● **Exercise directions**
Show every line of the material that contains the string "instance", copying each such line in full. Case counts.
··· Task material
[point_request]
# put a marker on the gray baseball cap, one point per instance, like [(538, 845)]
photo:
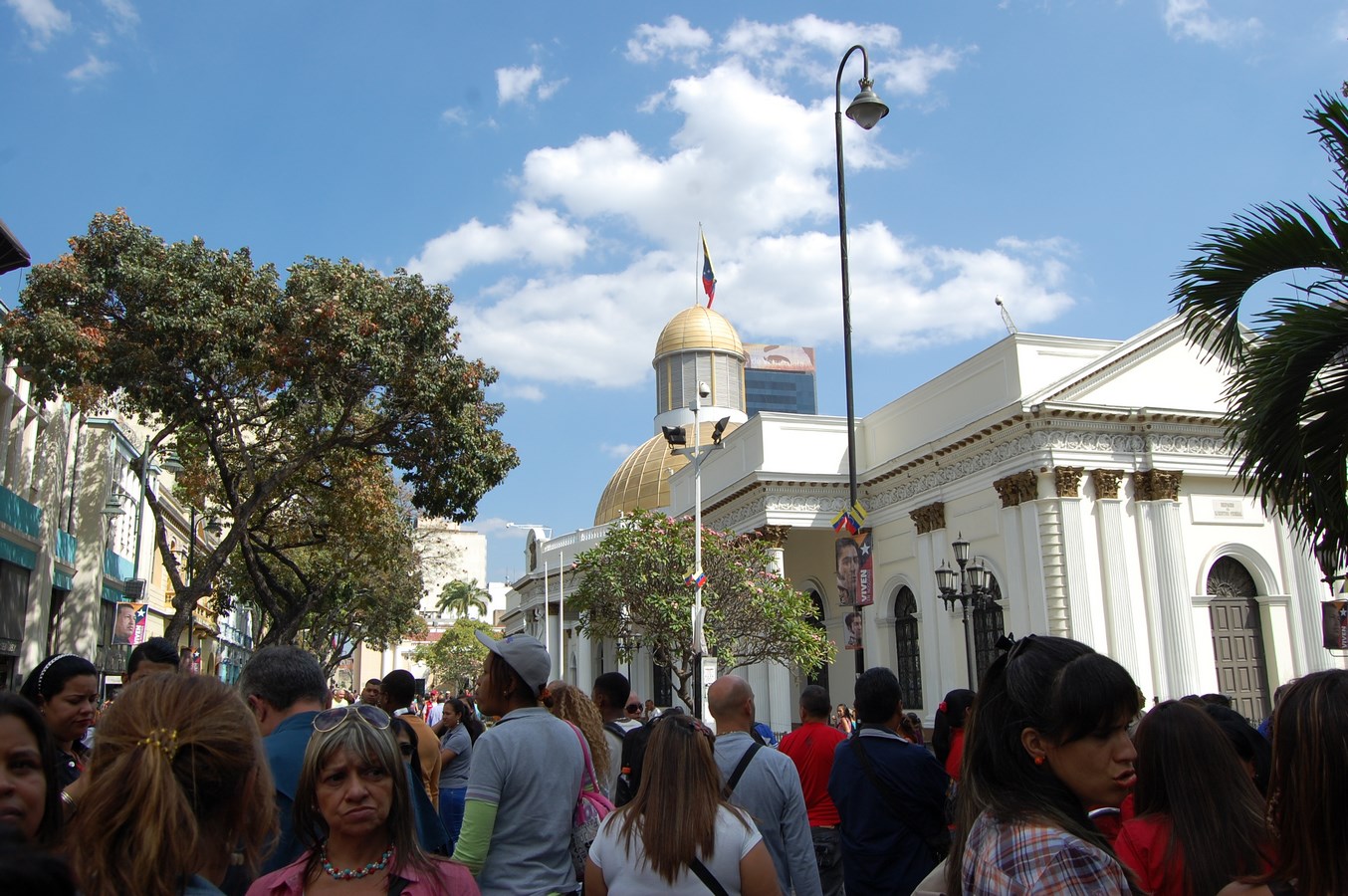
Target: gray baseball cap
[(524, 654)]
······
··· Task material
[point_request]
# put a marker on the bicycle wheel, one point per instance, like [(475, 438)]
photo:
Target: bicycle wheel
······
● **Finished answer**
# put a marker on the gray baseball cap, one point per instance, like [(538, 845)]
# put a marker on the bicycle wheel, one point per instance, like [(475, 438)]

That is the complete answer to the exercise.